**Compito da svolgere**
Rispondi alle domande seguenti in base al brano su Giacomo Zanella.
(a) A chi scrisse Zanella la lettera del 9 dicembre 1857?
(b) Quale autore cita Zanella per descrivere l’aria «molle e crassa»?
(c) Chi richiese l’ode per il matrimonio di Luigi Luzzatti con Amelia Levi?

=== Brano da leggere ===

L’allievo il cui matrimonio ispirò l’ode più celebre e diffusa.
De’ miei numerosi scolari non posso finora lodarmi abbastanza; tra loro sono alcuni ingegni bellissimi, quali non credeva trovare in questa aria molle e crassa, per dirla con Giovenale. Del resto l’insegnamento ha più forma di Università che di Liceo; si danno lezioni; gli scolari son obbligati a farsene compendii, coll’aiuto delle note scritte in iscuola e dalla loro memoria.
Da una lettera di Giacomo Zanella ad Antonio Fogazzaro del 9 dicembre del 1857.
Dall’introduzione de “Il carteggio fra Giacomo Zanella e Luigi Luzzatti (1858-1880)” di Oreste Palmiero (2016).
Nelle sue funzioni di docente e insegnante Giacomo Zanella influenzò, ispirò e incoraggiò positivamente molti studenti e allievi durante il suo percorso terreno, lasciando su di loro un’impronta duratura e indelebile nella formazione culturale, sociale e spirituale, divenendo per molti, con il passare del tempo, amico fraterno e confidente.
Queste tracce sono visibili nelle numerose testimonianze epistolari, colme di affetto e dense di consigli, con le poetesse Elisa De Muri Gradesso-Silvestri, Vittoria Aganoor, Lucrezia Marzolo, Maria Alinda Bonacci Brunamonti, Erminia Fuà, Adriana Renier Zannini.
E altresì visibile l’amicizia, la stima e la condivisione profonda con poeti, uomini di cultura e docenti universitari come il filologo Giuseppe Fraccaroli, lo scrittore e poeta Antonio Fogazzaro; industriali e politici del calibro di Antonio Bottero, Bernardo Morsolin, Giuseppe Manni, Edmondo De Amiciis, Sebastiano Rumor, Guido Mazzoni, Fedele Lampertico, Alessandro Rossi e Luigi Luzzatti.
Proprio da quest’ultimo inizieremo questo nostro viaggio, poiché grazie ad un ode in onore del matrimonio dello statista ed economista Luzzatti con Amelia Levi nel 1864, richiesta dall’amico Fedele Lampertico, si deve la creazione della composizione poetica più celebre e più diffusa di Giacomo Zanella: Sopra una conchiglia fossile nel mio studio.

=== Estratto della fonte ===

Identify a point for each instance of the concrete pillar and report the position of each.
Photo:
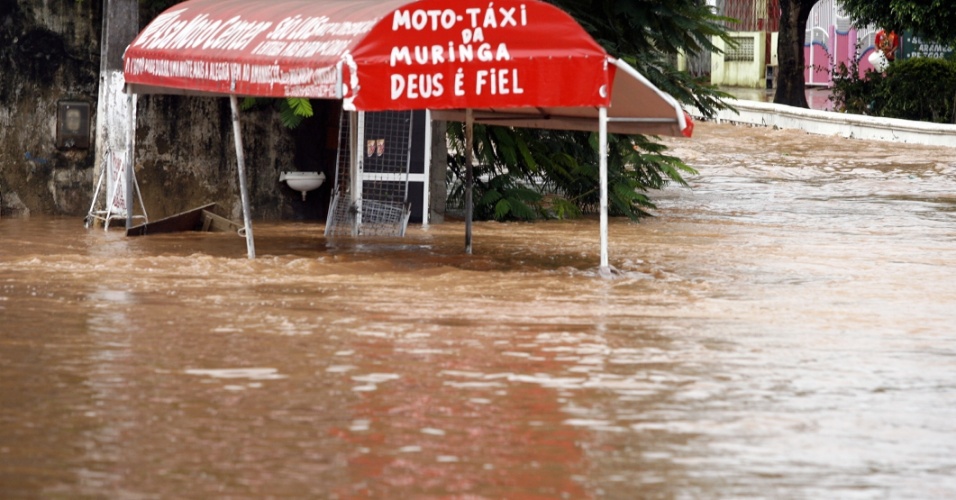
(120, 26)
(438, 170)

===

**Risultato corretto**
(a) Ad Antonio Fogazzaro.
(b) Giovenale.
(c) Fedele Lampertico.